_Work instructions_
Extract every line of the data below that contains the word "black", matching case exactly.

_Data to process_
** Begin **
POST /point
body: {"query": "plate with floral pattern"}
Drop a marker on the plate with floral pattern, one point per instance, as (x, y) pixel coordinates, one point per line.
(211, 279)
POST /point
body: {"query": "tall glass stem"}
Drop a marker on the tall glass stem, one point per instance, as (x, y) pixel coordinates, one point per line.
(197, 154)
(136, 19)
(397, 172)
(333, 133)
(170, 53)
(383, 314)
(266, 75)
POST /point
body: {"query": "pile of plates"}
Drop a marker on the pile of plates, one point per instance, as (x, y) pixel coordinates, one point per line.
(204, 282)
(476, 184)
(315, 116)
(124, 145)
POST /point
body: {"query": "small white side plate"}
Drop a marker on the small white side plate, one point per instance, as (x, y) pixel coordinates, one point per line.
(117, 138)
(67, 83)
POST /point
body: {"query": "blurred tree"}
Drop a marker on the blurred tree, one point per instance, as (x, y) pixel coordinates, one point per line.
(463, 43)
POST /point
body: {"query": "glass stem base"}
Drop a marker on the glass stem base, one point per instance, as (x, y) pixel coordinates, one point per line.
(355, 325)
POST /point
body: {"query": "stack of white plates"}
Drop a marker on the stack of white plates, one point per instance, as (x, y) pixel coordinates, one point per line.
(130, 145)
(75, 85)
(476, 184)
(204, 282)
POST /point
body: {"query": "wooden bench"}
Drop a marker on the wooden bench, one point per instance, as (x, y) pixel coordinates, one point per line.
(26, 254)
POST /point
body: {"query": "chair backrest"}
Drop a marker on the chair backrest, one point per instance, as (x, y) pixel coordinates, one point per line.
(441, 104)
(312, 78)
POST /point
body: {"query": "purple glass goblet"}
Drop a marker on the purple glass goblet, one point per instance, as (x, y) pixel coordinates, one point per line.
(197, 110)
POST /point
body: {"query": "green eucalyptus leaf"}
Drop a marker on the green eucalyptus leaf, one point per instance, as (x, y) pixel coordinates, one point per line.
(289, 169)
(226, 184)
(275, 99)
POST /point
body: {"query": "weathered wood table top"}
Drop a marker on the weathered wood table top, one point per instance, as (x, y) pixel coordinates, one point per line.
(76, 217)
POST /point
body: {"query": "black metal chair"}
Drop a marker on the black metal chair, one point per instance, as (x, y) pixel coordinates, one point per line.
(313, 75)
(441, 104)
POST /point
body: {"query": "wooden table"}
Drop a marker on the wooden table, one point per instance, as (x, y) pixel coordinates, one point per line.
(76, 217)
** End **
** Begin **
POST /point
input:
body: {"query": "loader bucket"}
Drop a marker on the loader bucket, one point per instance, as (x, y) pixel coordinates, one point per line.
** End **
** Begin **
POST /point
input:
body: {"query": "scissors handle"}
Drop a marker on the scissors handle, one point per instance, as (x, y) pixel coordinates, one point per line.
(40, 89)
** End **
_Result of the task_
body: {"query": "black metal chair"}
Drop a marker on the black metal chair, one point per instance, as (x, y) pixel coordinates, one point per line.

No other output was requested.